**EXERCISE PROMPT:** Turn the part of the material that opens with the line containing "Labeling guideline: look at the image above and mark any book" and closes with the line containing "[427, 34, 444, 44]" into a numbered list, dropping any blank lines. Include only those lines.

**ENTRIES SHOWN:**
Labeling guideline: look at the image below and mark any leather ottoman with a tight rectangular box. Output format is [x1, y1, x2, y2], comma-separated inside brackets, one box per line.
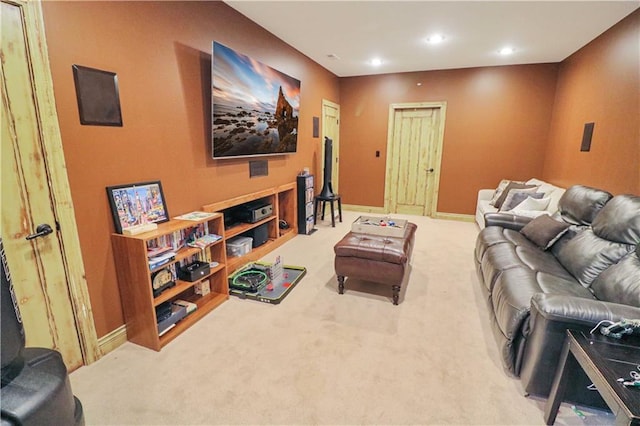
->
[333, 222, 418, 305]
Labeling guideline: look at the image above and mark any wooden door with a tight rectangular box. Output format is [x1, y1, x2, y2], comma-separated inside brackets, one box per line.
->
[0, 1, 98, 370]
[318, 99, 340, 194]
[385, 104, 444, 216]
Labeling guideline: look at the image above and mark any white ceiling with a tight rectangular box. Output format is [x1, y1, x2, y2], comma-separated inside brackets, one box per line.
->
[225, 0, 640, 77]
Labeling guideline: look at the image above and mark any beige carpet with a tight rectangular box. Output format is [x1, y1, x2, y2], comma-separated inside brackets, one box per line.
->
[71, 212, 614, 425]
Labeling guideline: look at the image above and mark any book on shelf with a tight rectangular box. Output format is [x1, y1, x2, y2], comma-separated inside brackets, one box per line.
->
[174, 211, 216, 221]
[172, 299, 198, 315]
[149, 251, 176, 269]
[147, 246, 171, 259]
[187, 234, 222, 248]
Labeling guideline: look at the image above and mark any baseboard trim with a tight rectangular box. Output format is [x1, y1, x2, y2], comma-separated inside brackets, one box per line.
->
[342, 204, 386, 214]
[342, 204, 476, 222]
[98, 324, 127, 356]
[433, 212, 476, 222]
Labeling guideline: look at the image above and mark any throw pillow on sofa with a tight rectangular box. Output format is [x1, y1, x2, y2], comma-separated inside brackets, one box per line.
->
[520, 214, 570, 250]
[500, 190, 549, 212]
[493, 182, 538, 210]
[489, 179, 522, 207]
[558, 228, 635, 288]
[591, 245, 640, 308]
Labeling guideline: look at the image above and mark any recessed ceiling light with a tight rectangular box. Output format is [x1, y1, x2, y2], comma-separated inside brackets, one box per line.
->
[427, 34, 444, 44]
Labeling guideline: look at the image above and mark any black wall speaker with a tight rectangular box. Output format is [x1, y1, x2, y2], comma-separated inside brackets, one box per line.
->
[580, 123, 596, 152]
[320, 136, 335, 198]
==
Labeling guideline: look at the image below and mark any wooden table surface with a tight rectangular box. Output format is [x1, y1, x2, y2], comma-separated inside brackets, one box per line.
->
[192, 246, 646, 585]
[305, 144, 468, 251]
* * *
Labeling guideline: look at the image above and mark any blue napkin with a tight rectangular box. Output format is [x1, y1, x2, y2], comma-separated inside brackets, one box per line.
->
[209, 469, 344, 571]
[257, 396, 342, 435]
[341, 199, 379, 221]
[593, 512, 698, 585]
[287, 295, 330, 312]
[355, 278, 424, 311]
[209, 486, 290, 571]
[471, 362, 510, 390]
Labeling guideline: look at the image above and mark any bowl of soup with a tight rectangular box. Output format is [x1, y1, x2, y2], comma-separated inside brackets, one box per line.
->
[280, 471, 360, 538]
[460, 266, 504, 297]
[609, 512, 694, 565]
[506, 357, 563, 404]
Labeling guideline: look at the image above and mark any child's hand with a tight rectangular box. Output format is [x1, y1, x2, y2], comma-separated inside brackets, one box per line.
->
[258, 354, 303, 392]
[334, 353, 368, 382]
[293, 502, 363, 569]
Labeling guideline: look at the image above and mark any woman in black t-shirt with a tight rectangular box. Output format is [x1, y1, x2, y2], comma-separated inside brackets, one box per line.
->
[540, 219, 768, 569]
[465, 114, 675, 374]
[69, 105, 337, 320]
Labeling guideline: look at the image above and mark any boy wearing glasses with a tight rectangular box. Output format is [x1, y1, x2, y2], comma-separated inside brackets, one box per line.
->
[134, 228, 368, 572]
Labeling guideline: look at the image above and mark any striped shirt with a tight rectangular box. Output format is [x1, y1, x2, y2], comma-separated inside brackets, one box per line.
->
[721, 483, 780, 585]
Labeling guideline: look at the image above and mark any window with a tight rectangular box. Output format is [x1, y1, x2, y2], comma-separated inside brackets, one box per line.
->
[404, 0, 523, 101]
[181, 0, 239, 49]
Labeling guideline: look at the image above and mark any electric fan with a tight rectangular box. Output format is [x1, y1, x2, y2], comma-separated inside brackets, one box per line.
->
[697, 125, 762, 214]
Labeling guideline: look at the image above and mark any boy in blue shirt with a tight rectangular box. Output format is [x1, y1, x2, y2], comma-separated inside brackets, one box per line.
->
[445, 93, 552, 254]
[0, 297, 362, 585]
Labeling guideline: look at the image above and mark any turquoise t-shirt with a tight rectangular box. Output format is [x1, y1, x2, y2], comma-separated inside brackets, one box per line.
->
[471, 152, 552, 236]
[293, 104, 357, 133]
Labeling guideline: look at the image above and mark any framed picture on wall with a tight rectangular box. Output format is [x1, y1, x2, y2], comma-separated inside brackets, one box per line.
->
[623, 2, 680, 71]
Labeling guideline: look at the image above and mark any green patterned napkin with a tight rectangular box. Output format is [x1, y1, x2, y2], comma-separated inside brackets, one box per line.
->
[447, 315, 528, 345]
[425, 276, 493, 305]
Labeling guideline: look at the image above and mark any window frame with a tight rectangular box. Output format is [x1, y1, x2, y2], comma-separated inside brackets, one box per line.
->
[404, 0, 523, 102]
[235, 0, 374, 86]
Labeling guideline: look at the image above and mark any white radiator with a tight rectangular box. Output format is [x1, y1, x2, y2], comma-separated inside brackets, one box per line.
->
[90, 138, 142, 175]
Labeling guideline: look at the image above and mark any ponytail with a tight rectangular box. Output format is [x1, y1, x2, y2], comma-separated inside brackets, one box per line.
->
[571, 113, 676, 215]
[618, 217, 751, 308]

**ANSWER TO THE PROBLEM:**
1. Labeling guideline: look at the image above and mark any book on shelf with a tight rectangular box. Output format is [x1, y1, x2, y2], comma-separated inside brackets, one box per line.
2. ->
3. [174, 211, 216, 221]
4. [172, 299, 198, 315]
5. [149, 251, 176, 269]
6. [147, 246, 171, 259]
7. [187, 234, 222, 248]
8. Labeling guideline: look at the image above and mark any baseboard trim with a tight rectangular box. Output format is [x1, y1, x2, y2], comma-separated inside brackets, one box per line.
9. ->
10. [342, 204, 386, 214]
11. [342, 204, 476, 222]
12. [98, 324, 127, 356]
13. [433, 212, 476, 222]
14. Labeling guideline: look at the image above and mark any throw pillow on sofa with a tight rectangular box. Output format is [x1, y1, x2, y2], comma-separated inside brackets, one box per line.
15. ->
16. [520, 214, 570, 250]
17. [500, 190, 549, 212]
18. [493, 182, 538, 210]
19. [489, 179, 522, 207]
20. [558, 228, 635, 288]
21. [591, 245, 640, 308]
22. Labeling guideline: look at the image above and mark any recessed ceiling light with a tight rectangular box. Output format is [x1, y1, x2, y2], comma-separated inside brackets, one box per line.
23. ->
24. [427, 34, 444, 44]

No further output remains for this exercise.